▶ WHAT YOU NEED TO DO:
- A) Answer these from the cocoa processing text:
(i) What must happen to a solvent that is a gas at room temperature and pressure before extraction?
(ii) What range of mean particle sizes is given as an example of relatively fine cocoa liquor particle sizes?
(iii) What percentage of particles should typically pass through a 200 mesh screen?
- B) Write what follows the final sentence of the cocoa processing text.

▶ DOCUMENT TEXT:
______

Unless otherwise indicated, the phrases “uniform mixing” or “uniformly mixed” means that the majority of particles are coated with at least some dispersing agent.
Unless otherwise indicated, “functionally useful fast dispersion” means that an individual consumer is able to rapidly, in seconds, disperse the cocoa powder in the aqueous media without lumping by stirring with gentle shaking or a conventional stirring device such as a spoon or plastic rod.
Background references disclosing cocoa technology include, for example, Industrial Chocolate Manufacture and Use, 2nd Ed., Ed. S. T. Beckett, Blackie Academic, 1994; and Chocolate, Cocoa, and Confectionery: Science and Technology, 3rd Ed., B. Minifie, Van Nostrand, 1989. For example, these references discuss methods for converting raw cocoa products into cocoa mass and cocoa liquor.
A liquor extraction process can be carried out with liquid solvent, wherein the solvent is either a liquid or gas at room temperature and pressure (RTP). Liquid solvents at RTP include C6–C8 saturated alkanes such as, for example, hexane, including n-hexane and all isomers thereof (e.g., isohexane). If the solvent is a gas at RTP, the solvent is liquefied before extraction. The liquefied solvent can be, for example, saturated hydrocarbons including propane, butane, pentane, and all isomers thereof including n-butane, isobutane, n-propane, n-pentane, and isopentane. For example, the solvent can comprise at least 90% by wt. butane. Solvent molecular weight can be below 75. In addition, organic solvents such as, for example, esters and ketones and other oxygenated solvents can be used such as, for example, ethyl acetate.
Multiple references disclose liquefied gas extraction of cocoa liquor to separate cocoa butter from cocoa powder including, for example, U.S. Pat. Nos. 6,066,350; 6,361,814; and U.S. Patent Application Publication 2002/0006459 A1. These three references are incorporated herein by reference. The cocoa mass can be alkalized or non-alkalized depending on the desired application.
Conventional cocoa liquor particle sizes and distributions can be used, although relatively fine particle sizes are generally better such as, for example, mean particle sizes of about 7 microns to about 12 microns. More finely ground particle sizes can be generally useful for preparing cocoa powders having less than 1 wt. % remaining cocoa butter. In general, the particle size of the cocoa powder can be determined by the particle size of the cocoa liquor. Particle size distribution can be controlled to minimize formation of large particles and to avoid a gritty feel in the cocoa powder. Typically, 99.5% of the particles should pass through a 200 mesh screen, which means that the particles are smaller than 75 microns. Particle size distribution can be measured by methods known in the art including use of a laser defraction analyzer wherein cocoa liquor is suspended and sonicated in soybean oil in a container and then circulated over the cuvet/vial at an instrument detector. Measurements can be carried out with a Sympatec Helos-KA instrument using a low focal length lens (100 mm) when the cocoa particles consist mainly of fines. A typical cocoa powder has a steep bell-shaped curve with a mean size centered between 7–12 microns, and particle “tails” down to 0.1 micron and above 75 micron. Cocoa particle size distribution depends on parameters including grinding (e.g. combination of blade, stone, and ball mills), residence time, screening, and scalping and recycling of “overs.”

______

▶ DATASET EXCERPT:
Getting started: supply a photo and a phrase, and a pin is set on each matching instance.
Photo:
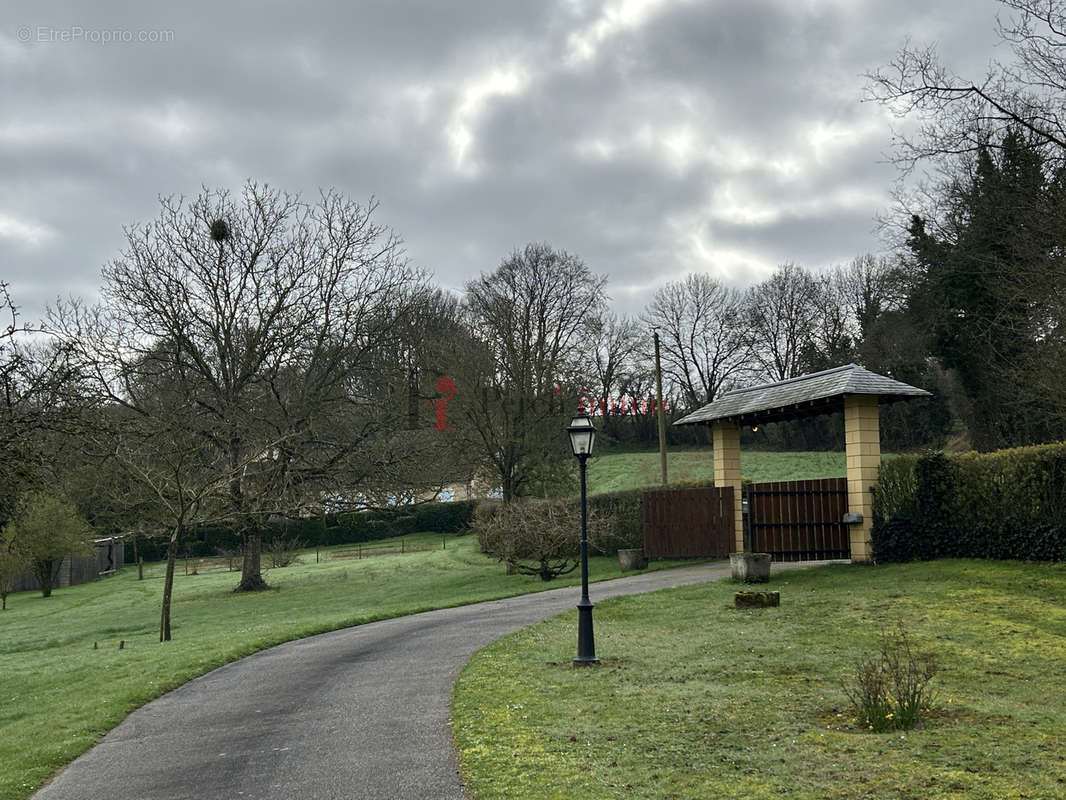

______

▶ OUTPUTS FOR THE TASKS:
- A)
(i) It is liquefied before extraction.
(ii) About 7 microns to about 12 microns.
(iii) 99.5%.

- B)
Coarse grind or flake cocoa mass can be used, although in general further grinding may be preferable.
Different types of mixers can be used to promote mixing between solvent and a cocoa mass, such as cocoa liquor. For example, static, passive, in-line, or dynamic mixers can be used to promote mixing. Fast mixing times before separation are preferred such as, for example, less than 120 seconds, including 30–110 seconds. Fast mixing can be achieved with use of, for example, static mixers including those available from Kenics.
The temperature after mixing can be, for example, 10–34° C., or alternatively, 35–60° C. In the latter temperature range, the cocoa butter is more fully softened and melted, which reduces liquor viscosity. However, the lower temperatures of the former range can provide advantages such as reduced operating pressure. Pressures can be adapted to keep solvent in the liquid or liquefied state.
In addition, the separation can be carried out with devices including, for example, a belt filter or centrifugation. Mixing and separation steps can be carried out continuously or batch-wise, although continuous operations are preferred.
The separation process results in cocoa mass which is wet with residual solvent which had been used to extract out the cocoa butter. In other words, in a typical application, cocoa liquor is defatted with the solvent to provide the cocoa mass wet with solvent. The wet cocoa mass can be removed from the separation medium for further processing and conversion to cocoa powder.
The dispersing agent which is added to the wet cocoa mass can be one or more conventional dispersing agents suitable for human consumption of food products, including drinks and chocolate products, when used in functionally useful amounts. It can function as an emulsifier, a surface active agent, and/or a wetting agent and generally improves dispersibility in aqueous media, such as cold and/or hot water and milk. The dispersing agent can be non-ionic or ionic, including anionic or cationic. It can be natural or synthetic, and preferably is relatively inexpensive. The dispersing agent can have both lipophilic and hydrophilic properties because of its molecular structure. Also, it can be in the form of a liquid, oil, or solid. It can have the capacity to be tightly bound to the particles of cocoa solids. Mixtures of dispersing agents can be used. Carriers for the dispersing agent may also be used.
The dispersing agent can be an esterified glycerol derivative, wherein the derivative is at least partially esterified with fatty acids and/or phosphate. The dispersing agent can be a monoglyceride, a diglyceride, or a triglyceride. General types of dispersing agents include surface active lipids, phospholipids, glycolipids, sorbitan esters of long chain saturated fatty acids, lactic acid or diacetyl tartaric acid esters of long chain saturated fatty acid monoglycerides, bile acids and salts including chenodeoxycholic acid derivatives, secondary deoxycholic acid derivatives, cephalin, plasmologens, animal or plant sterols, and phenolic and/or sucrose esters of long chain fatty acids.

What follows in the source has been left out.